### Given exercise 1
Repeat word for word the part of the Werther announcement starting with "May 20, 2015" and going on through "at 7:00 p.m.)".

### Supplied text

--------------------

The Sorrows of Young Werther Featuring Bobby Steggert at Symphony Space 6/3-4

May 20, 2015 | By AMT PR
What: The Sorrows of Young Werther by the Ensemble for the Romantic Century

When: Wednesday, June 3 & Thursday, June 4 at 8:00 p.m.

(pre-concert lecture at 7:00 p.m.)

Where: Leonard Nimoy Thalia at Symphony Space, 2537 Broadway at 95th Street, NYC, Train: 1/2/3 to West 96th Street

Tickets: $49. Students $19. To purchase, contact Symphony Space at 212.864.5400 or visit symphonyspace.org.



New York City, NY (FOR RELEASE 5.19.15) --- The Ensemble for the Romantic Century (ERC) returns to Symphony Space for two performances of The Sorrows of Young Werther. Written by James Melo based on Johann Wolfgang von Goethe’s groundbreaking novella Sorrows of Young Werther, ERC’s production is an original, fully-staged theatrical concert blending drama based on Goethe's tale, and music of the German Lied repertoire. This haunting evening features Tony Award-nominated Bobby Steggert (Mothers and Sons, Big Fish) playing Goethe’s quintessential Romantic hero Werther, mezzo-soprano Rinat Shaham making her ERC debut, baritone Sidney Outlaw, as well as pianists Max Barros and Eve Wolf.

‘This production presents a relentless psychological voyage that is timeless, passionate and emblematic of our most fundamental emotions,” explains James Melo of ERC. In ERC’s The Sorrows of Young Werther, the plight of Goethe’s hero intermingles with that of the equally doomed, equally sensitive lover depicted in Schumann’s supreme song cycle Dichterliebe, one of the most compelling musical depictions of unrequited love. Like Werther, the unnamed young man in Schuman’s cycle travels a downward spiral that leads to utmost despair. Works by Schubert, Brahms, Liszt, Wolf, Mahler, and Pfitzner for female voice create a powerful dialogue with the two heroes, intermingling with their dreams, passions, and aspirations, and responding to the tormenting intensity of their love.

--------------------

### Given exercise 2
Express the lines of all the entries below as a numbered list, skipping blank lines and leaving the pictures out of your answer.

Records of labeled points
--------------------

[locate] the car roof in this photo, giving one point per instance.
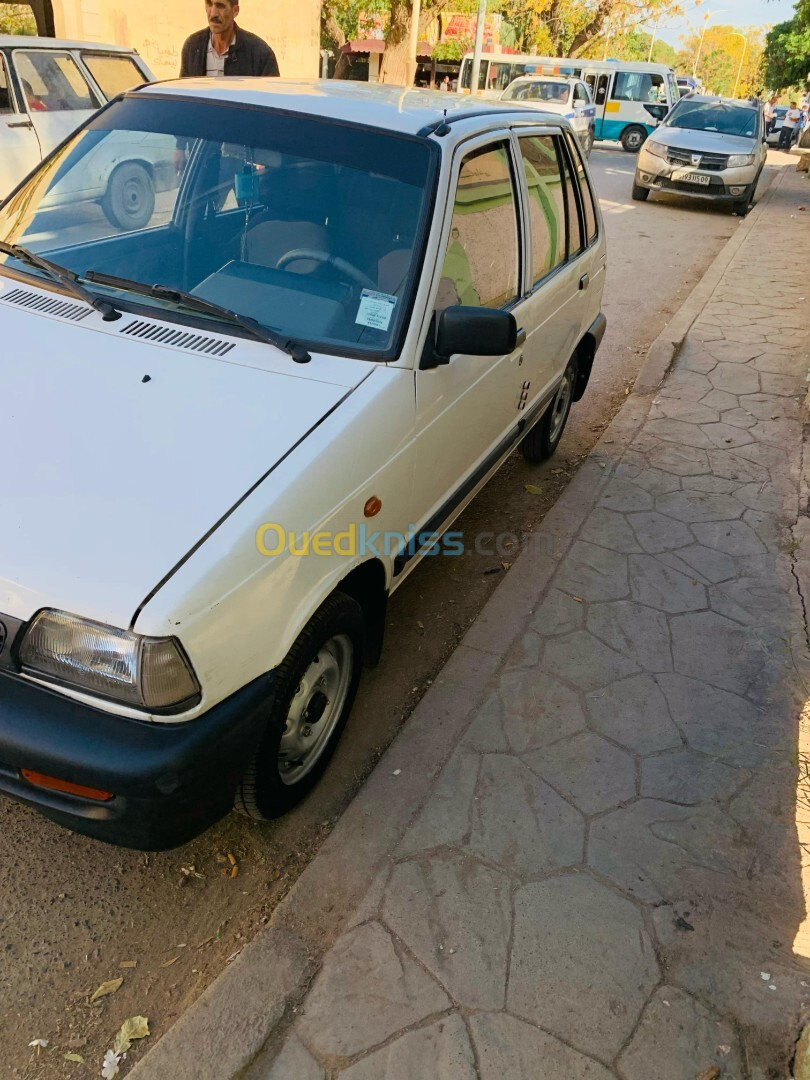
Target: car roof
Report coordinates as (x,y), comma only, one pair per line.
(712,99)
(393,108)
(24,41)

--------------------

### Problem solution 1
May 20, 2015 | By AMT PR
What: The Sorrows of Young Werther by the Ensemble for the Romantic Century

When: Wednesday, June 3 & Thursday, June 4 at 8:00 p.m.

(pre-concert lecture at 7:00 p.m.)

### Problem solution 2
1. [locate] the car roof in this photo, giving one point per instance.
2. Target: car roof
3. Report coordinates as (x,y), comma only, one pair per line.
4. (712,99)
5. (393,108)
6. (24,41)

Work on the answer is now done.